WORK TASK:
Repeat, exactly and alone, every line from the line that contains "Which region of this scan contains the white sand?" to the end of the entries.

=== RECORDS FOR THE EXERCISE ===

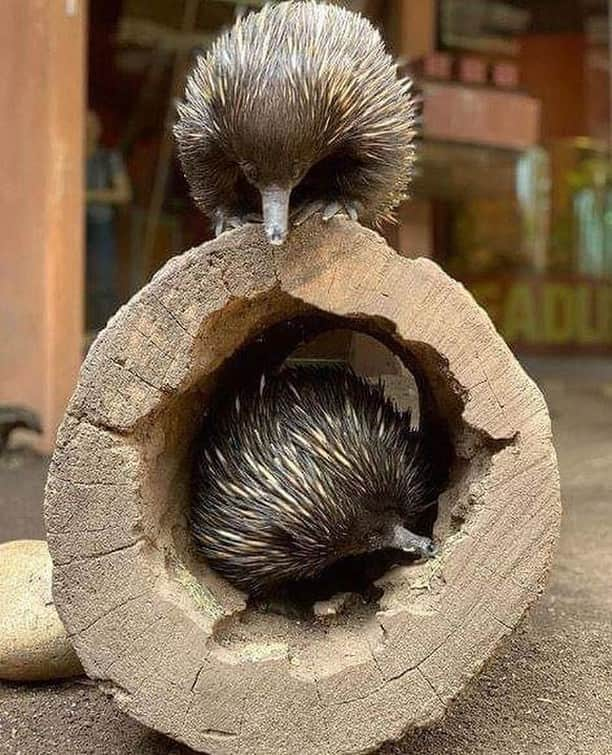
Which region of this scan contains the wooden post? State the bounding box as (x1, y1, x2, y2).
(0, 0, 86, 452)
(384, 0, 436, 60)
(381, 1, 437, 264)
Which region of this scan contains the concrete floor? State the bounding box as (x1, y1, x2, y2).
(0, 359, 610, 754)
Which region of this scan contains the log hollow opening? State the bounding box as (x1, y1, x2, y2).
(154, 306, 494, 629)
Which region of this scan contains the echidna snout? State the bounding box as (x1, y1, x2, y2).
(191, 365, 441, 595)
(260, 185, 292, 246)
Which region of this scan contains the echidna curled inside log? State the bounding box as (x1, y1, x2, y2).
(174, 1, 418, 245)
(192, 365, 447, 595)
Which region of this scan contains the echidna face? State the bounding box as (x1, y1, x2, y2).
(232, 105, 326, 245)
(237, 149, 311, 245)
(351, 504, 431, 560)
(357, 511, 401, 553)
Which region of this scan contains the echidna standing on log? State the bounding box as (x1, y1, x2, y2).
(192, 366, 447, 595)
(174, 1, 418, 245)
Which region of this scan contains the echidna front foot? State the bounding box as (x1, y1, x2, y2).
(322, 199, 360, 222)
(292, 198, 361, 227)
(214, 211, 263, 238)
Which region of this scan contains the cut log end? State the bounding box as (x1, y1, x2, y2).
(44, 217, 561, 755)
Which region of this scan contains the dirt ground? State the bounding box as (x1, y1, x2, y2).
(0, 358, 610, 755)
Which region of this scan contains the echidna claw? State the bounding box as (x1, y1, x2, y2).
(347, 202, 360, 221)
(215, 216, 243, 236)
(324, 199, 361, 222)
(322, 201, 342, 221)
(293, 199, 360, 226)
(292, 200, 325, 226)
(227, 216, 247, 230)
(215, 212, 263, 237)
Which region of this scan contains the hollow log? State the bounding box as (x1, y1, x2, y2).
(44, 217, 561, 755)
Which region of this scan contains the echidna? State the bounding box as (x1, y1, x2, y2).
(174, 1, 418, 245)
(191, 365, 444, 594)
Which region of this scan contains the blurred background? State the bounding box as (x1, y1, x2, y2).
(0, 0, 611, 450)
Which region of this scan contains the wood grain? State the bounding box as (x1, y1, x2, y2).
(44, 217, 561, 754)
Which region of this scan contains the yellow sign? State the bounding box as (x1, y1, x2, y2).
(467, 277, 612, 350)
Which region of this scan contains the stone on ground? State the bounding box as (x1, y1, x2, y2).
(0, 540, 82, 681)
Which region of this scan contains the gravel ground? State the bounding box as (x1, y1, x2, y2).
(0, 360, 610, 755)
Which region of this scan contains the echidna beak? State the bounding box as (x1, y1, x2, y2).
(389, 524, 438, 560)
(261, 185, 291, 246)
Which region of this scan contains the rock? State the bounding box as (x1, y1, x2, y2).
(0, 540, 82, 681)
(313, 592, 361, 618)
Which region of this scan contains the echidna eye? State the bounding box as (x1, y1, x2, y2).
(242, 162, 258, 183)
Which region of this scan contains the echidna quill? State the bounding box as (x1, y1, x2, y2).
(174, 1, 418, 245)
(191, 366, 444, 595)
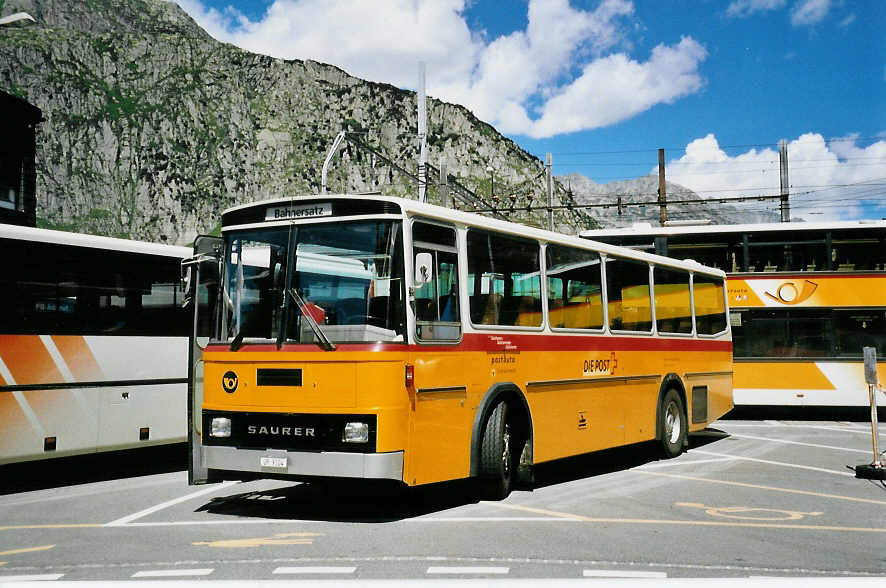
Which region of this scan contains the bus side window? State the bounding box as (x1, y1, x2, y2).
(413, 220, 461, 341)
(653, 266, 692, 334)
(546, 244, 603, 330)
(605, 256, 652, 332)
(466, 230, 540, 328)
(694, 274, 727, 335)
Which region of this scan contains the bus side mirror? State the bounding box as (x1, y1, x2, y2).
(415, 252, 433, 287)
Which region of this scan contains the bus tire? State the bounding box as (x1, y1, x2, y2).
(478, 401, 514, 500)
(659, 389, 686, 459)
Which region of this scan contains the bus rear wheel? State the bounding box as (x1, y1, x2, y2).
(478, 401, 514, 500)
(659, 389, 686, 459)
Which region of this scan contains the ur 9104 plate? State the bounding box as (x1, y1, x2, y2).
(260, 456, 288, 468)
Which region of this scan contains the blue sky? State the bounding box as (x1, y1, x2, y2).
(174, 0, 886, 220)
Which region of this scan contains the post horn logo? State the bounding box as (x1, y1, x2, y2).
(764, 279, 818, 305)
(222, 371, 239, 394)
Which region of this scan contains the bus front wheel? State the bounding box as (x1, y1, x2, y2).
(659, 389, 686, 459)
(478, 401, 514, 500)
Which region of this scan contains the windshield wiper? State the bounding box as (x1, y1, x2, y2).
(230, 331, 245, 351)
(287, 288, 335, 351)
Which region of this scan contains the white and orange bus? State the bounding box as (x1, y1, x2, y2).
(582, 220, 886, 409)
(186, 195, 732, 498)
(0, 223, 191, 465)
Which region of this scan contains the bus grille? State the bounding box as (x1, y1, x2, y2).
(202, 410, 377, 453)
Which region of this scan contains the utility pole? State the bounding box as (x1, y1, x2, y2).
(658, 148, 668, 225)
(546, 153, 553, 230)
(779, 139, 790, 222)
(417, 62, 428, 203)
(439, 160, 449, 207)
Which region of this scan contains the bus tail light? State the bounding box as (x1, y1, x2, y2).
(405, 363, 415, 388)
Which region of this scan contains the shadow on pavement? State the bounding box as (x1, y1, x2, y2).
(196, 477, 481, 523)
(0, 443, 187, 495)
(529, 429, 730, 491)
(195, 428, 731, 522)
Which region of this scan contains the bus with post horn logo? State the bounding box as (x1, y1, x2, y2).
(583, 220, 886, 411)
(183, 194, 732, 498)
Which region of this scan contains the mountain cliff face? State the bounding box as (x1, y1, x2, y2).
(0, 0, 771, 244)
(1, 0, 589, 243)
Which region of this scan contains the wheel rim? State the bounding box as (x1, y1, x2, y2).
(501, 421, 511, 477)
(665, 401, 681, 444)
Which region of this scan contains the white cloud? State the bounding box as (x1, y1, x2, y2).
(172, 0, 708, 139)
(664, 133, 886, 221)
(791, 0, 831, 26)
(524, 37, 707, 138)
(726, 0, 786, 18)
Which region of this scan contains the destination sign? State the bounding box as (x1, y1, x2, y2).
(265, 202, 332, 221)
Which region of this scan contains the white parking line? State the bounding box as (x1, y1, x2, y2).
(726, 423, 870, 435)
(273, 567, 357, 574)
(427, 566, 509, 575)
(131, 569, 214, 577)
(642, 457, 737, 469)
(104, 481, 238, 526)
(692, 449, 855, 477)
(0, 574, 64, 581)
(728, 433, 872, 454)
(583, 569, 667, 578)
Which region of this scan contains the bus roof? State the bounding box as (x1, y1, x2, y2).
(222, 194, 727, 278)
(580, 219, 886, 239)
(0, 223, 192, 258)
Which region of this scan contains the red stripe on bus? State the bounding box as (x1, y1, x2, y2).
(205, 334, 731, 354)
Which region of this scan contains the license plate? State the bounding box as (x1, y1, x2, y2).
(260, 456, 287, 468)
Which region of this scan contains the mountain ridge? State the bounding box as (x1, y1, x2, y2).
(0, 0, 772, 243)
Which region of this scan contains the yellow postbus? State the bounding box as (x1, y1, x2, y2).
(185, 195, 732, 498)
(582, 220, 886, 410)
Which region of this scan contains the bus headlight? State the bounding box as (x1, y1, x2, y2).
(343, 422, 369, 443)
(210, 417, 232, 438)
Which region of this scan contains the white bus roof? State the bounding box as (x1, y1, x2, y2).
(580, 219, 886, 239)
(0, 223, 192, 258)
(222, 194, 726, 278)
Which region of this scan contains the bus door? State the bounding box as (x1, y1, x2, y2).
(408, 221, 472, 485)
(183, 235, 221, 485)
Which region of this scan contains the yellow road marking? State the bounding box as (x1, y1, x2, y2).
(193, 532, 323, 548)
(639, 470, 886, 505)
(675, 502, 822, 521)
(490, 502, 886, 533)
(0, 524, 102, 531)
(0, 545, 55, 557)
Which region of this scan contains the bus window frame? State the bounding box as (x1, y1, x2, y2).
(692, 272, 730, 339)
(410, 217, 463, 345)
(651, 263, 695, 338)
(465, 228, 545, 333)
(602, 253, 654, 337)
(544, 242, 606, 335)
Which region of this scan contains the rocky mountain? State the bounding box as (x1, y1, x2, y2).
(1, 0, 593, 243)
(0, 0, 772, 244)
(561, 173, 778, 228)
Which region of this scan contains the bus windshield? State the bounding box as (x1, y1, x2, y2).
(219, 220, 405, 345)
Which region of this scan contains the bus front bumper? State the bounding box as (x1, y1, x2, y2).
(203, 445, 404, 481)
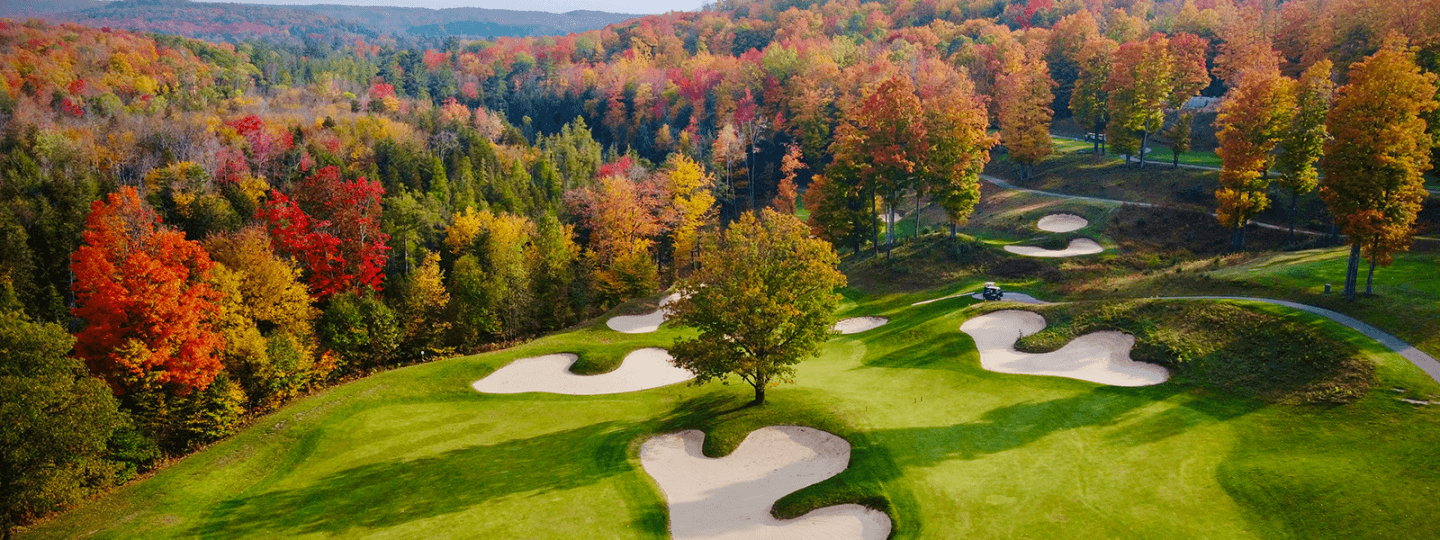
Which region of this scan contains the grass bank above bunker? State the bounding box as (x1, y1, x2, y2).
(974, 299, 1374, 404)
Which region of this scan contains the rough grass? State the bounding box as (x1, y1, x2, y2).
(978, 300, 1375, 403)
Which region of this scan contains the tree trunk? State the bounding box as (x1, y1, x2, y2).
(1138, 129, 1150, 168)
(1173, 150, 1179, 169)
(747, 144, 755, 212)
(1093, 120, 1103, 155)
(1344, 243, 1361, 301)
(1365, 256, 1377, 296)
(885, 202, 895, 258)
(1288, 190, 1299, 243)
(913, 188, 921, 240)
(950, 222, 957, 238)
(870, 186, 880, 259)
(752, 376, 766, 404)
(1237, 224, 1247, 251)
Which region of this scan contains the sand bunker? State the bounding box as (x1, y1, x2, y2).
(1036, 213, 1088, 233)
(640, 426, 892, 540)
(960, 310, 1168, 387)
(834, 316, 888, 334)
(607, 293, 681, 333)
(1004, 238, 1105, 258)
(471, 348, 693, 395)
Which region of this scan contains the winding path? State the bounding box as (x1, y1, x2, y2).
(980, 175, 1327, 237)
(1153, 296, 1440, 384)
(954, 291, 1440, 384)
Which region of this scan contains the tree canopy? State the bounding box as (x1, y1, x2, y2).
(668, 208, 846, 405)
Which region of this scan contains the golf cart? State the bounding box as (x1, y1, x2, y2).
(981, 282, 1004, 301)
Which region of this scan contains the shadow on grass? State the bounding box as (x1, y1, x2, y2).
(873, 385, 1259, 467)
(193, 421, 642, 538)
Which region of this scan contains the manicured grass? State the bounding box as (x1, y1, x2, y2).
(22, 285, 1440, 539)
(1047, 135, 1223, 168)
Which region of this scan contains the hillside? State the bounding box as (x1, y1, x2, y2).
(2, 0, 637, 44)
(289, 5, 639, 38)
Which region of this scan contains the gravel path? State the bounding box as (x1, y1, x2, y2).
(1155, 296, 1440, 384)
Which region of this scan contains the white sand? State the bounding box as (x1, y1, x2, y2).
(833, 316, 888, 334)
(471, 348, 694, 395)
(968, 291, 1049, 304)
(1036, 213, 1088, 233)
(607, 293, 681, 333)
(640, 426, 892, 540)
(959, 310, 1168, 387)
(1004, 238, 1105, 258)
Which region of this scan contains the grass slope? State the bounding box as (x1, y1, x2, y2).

===

ANSWER TO THIS EXERCISE:
Which region of this scan contains the white sand? State the bounding box as (x1, y1, x2, y2).
(833, 316, 888, 334)
(471, 348, 694, 395)
(968, 291, 1049, 304)
(1036, 213, 1088, 233)
(607, 293, 681, 333)
(640, 426, 892, 540)
(959, 310, 1168, 387)
(1004, 238, 1105, 258)
Which region of this scan contains the grass slope? State the bounding box as (x1, y1, x2, y2).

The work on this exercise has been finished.